▶ _DIRECTIONS_:
Repeat every line of the listing below verbatim, from the first line to the last.

▶ _RECORDS FOR THE TASK_:
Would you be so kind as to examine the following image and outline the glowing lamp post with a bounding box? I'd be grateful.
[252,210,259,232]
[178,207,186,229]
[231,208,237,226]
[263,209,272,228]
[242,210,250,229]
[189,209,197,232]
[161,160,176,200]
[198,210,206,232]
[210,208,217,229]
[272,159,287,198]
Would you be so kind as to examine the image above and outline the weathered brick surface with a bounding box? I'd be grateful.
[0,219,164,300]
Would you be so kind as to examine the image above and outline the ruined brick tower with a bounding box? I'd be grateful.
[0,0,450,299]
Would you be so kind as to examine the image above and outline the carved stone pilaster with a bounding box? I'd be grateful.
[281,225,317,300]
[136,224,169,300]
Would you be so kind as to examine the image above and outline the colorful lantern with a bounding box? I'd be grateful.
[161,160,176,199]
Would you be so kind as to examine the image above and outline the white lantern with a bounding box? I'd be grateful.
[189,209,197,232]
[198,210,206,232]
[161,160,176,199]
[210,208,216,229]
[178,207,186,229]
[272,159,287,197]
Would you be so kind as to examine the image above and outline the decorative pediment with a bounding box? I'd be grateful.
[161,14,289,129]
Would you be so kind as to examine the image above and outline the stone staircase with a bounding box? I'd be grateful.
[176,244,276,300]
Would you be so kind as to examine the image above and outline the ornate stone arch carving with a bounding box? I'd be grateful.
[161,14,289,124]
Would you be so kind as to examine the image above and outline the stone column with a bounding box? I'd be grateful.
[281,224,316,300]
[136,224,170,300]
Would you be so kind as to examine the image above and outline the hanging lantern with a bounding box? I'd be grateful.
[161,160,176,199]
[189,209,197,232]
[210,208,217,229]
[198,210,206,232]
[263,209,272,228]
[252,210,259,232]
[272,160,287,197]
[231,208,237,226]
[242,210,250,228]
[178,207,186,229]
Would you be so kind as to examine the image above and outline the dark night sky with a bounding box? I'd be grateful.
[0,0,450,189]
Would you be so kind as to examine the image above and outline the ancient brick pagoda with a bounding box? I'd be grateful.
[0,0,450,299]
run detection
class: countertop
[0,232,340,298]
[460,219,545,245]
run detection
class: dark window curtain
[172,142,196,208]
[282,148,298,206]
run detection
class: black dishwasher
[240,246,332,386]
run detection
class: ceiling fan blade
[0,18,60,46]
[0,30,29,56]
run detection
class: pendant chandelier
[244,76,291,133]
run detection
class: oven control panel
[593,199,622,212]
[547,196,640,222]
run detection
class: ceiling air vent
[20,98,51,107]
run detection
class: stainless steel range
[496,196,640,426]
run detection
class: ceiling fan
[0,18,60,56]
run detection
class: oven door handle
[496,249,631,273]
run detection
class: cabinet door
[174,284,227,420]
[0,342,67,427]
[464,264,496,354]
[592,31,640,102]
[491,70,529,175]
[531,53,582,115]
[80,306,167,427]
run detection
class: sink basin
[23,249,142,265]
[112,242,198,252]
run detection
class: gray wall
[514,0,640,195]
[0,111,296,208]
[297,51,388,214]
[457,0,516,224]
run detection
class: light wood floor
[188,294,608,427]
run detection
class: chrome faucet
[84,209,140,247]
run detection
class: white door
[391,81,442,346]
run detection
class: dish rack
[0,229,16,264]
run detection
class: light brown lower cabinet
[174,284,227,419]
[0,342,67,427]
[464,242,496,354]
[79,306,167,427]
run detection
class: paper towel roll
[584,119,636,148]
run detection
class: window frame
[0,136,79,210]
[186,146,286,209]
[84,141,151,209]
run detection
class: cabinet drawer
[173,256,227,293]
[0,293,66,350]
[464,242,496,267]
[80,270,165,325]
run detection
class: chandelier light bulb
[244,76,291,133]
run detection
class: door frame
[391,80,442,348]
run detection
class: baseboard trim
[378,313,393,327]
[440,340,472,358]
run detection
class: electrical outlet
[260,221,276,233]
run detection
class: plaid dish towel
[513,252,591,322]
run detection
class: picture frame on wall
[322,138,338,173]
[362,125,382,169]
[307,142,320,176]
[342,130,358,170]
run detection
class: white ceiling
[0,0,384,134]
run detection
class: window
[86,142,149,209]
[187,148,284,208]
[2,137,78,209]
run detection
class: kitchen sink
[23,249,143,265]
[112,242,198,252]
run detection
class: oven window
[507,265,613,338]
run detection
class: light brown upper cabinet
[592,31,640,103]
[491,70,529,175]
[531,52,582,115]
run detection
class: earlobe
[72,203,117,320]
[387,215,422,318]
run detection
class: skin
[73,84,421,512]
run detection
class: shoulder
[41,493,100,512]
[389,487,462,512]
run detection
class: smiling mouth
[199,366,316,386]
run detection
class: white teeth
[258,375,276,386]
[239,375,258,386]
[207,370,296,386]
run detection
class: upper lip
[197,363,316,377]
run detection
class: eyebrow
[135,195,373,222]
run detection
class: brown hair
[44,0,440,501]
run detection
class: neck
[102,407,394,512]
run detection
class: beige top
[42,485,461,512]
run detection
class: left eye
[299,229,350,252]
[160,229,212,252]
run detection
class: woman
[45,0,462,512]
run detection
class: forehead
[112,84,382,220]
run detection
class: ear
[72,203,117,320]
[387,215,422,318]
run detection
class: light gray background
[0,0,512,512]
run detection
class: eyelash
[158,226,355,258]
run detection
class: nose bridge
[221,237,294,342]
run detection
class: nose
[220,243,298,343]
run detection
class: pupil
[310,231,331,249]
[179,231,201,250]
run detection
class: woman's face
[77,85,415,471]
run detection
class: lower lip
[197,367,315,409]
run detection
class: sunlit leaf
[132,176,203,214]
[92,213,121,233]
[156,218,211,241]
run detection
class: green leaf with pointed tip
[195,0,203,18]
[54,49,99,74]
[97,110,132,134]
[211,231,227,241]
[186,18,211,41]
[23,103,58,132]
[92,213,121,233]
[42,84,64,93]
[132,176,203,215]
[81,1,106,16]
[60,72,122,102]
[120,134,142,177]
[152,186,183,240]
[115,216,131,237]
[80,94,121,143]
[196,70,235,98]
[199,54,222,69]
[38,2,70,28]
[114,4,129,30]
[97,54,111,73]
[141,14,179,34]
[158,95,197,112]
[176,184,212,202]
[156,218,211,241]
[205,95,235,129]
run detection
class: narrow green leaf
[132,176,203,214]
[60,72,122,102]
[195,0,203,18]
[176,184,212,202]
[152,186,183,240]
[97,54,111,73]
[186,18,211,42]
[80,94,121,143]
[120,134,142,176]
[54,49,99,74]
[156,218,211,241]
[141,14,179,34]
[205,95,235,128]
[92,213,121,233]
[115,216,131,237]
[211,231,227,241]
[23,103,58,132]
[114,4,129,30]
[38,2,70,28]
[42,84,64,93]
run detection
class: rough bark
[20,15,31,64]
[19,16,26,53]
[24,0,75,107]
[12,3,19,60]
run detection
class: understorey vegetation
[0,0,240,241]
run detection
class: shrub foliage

▶ _OUTPUT OF THE TASK_:
Would you be so kind as to examine the following image and outline the glowing lamp post with a bounding box? I'd be grateful.
[252,210,259,232]
[178,207,186,229]
[231,208,237,226]
[263,209,272,228]
[242,210,250,229]
[189,209,197,232]
[161,160,176,200]
[198,210,206,232]
[210,208,217,229]
[272,159,287,198]
Would you be so kind as to examine the image above and outline the weathered brick surface with a bounding box? I'd be grateful.
[0,219,164,300]
Would you be so kind as to examine the image above and outline the ruined brick tower with a bounding box? I'd be grateful.
[0,0,450,299]
Would you be so kind as to examine the image above and outline the carved stone pilaster with a bounding box? I'd be grateful.
[281,225,317,300]
[136,224,169,300]
Would you be so kind as to examine the image above and outline the colorful lantern with a bounding box? I'd be grateful.
[161,160,176,199]
Would you be so kind as to examine the image above and outline the white lantern with a bounding box? I'd be grateful.
[189,209,197,232]
[198,210,206,232]
[161,160,176,199]
[210,208,216,229]
[178,207,186,229]
[272,159,287,197]
Would you be so kind as to examine the image above and outline the decorative pediment with a bounding box? I'd be grateful.
[161,14,289,129]
Would you be so kind as to examine the image above and outline the stone staircase with a bounding box? I'd be grateful.
[176,244,276,300]
Would you be so kind as to examine the image above and outline the ornate stone arch carving with a bounding box? I'd be grateful.
[161,14,289,124]
Would you be so kind as to examine the image above and outline the stone column with a bounding box? I'd be grateful.
[281,224,316,300]
[136,224,170,300]
Would you be so kind as to examine the image above and outline the hanging lantern with a bounding box? I'd be grateful.
[161,160,176,199]
[189,209,197,232]
[210,208,217,229]
[198,210,206,232]
[263,209,272,228]
[252,210,259,232]
[272,160,287,197]
[231,208,237,226]
[242,210,250,228]
[178,207,186,229]
Would you be so kind as to examine the image above and outline the dark night sky with a bounding box? I'd be grateful.
[0,0,450,189]
Would you be so kind as to examine the image above and outline the ancient brick pagoda with a bounding box? I'd be grateful.
[0,0,450,299]
run detection
class: countertop
[0,232,340,298]
[460,219,545,245]
run detection
class: dark window curtain
[172,142,196,208]
[282,148,298,206]
run detection
class: black dishwasher
[240,246,332,386]
run detection
class: ceiling fan blade
[0,18,60,46]
[0,30,29,56]
run detection
class: pendant chandelier
[244,76,291,133]
run detection
class: oven control panel
[593,199,622,212]
[547,196,640,222]
run detection
class: ceiling air vent
[20,98,51,107]
run detection
class: stainless steel range
[496,196,640,426]
run detection
class: ceiling fan
[0,18,60,56]
run detection
class: oven door handle
[496,249,631,273]
run detection
class: cabinet door
[174,284,227,420]
[0,342,67,427]
[464,264,496,354]
[592,31,640,102]
[491,70,529,175]
[531,53,582,115]
[80,306,167,427]
run detection
class: sink basin
[23,249,142,265]
[112,242,198,252]
run detection
class: gray wall
[514,0,640,195]
[0,111,296,208]
[297,51,388,214]
[457,0,516,224]
run detection
class: light wood floor
[188,294,608,427]
run detection
class: chrome faucet
[84,209,140,247]
run detection
class: white door
[391,81,442,346]
run detection
class: dish rack
[0,229,16,264]
run detection
class: light brown lower cabinet
[174,284,227,419]
[0,342,67,427]
[464,242,496,354]
[79,306,167,427]
run detection
class: paper towel roll
[584,119,636,148]
run detection
class: window frame
[0,136,79,210]
[186,146,286,209]
[84,141,151,209]
run detection
class: cabinet drawer
[173,256,227,293]
[0,293,66,350]
[464,242,496,267]
[80,270,165,325]
run detection
class: chandelier light bulb
[244,76,291,133]
run detection
class: door frame
[391,80,442,348]
run detection
class: baseboard trim
[378,313,393,327]
[440,340,472,358]
run detection
class: electrical outlet
[260,221,276,233]
run detection
class: plaid dish towel
[513,252,591,322]
run detection
class: picture frame on wall
[322,138,338,173]
[362,125,382,169]
[307,142,320,176]
[342,130,358,170]
run detection
class: white ceiling
[0,0,384,134]
run detection
class: window
[86,142,149,209]
[187,148,284,208]
[2,137,78,209]
run detection
class: kitchen sink
[23,249,143,265]
[112,242,198,252]
run detection
class: oven window
[507,265,613,338]
run detection
class: light brown upper cabinet
[592,31,640,103]
[491,70,529,175]
[531,52,582,115]
run detection
class: earlobe
[72,203,117,320]
[387,215,422,318]
run detection
class: skin
[73,84,421,512]
run detection
class: shoulder
[41,493,100,512]
[389,487,462,512]
run detection
class: smiling mouth
[199,366,316,386]
run detection
class: white teeth
[258,375,276,386]
[239,375,258,386]
[207,370,296,386]
run detection
class: upper lip
[197,363,316,377]
run detection
class: eyebrow
[135,195,373,222]
run detection
class: brown hair
[44,0,440,501]
run detection
class: neck
[102,407,394,512]
run detection
class: beige top
[42,485,461,512]
run detection
class: left eye
[299,229,350,252]
[160,229,212,252]
run detection
class: woman
[45,0,462,512]
run detection
class: forehead
[112,84,382,220]
run detection
class: ear
[72,203,117,320]
[387,215,422,318]
run detection
class: light gray background
[0,0,512,512]
run detection
class: eyelash
[158,226,355,258]
run detection
class: nose bridge
[221,237,294,342]
run detection
class: nose
[220,243,298,343]
run detection
class: pupil
[310,231,331,249]
[179,231,201,250]
run detection
class: woman's face
[77,85,415,471]
run detection
class: lower lip
[197,367,315,409]
run detection
class: sunlit leaf
[132,176,203,214]
[92,213,121,233]
[156,218,211,241]
run detection
class: green leaf with pointed tip
[195,0,203,18]
[54,49,99,74]
[97,110,132,134]
[211,231,227,241]
[186,18,211,41]
[23,103,58,132]
[92,213,121,233]
[42,84,64,93]
[132,176,203,215]
[81,1,106,16]
[60,72,122,102]
[120,134,142,177]
[152,186,183,240]
[115,216,131,237]
[80,94,121,143]
[196,70,235,98]
[199,54,222,69]
[38,2,70,28]
[114,4,129,30]
[97,54,111,73]
[141,14,179,34]
[158,95,197,112]
[176,184,212,202]
[156,218,211,241]
[205,95,235,129]
run detection
class: narrow green leaf
[132,176,203,214]
[60,72,122,102]
[195,0,203,18]
[176,184,212,202]
[152,186,183,240]
[97,54,111,73]
[186,18,211,42]
[80,94,121,143]
[120,134,142,176]
[54,49,99,74]
[156,218,211,241]
[141,14,179,34]
[205,95,235,128]
[92,213,121,233]
[115,216,131,237]
[211,231,227,241]
[23,103,58,132]
[114,4,129,30]
[38,2,70,28]
[42,84,64,93]
run detection
class: rough bark
[20,15,31,64]
[19,16,26,53]
[24,0,75,107]
[12,3,19,60]
run detection
class: understorey vegetation
[0,0,240,241]
run detection
class: shrub foliage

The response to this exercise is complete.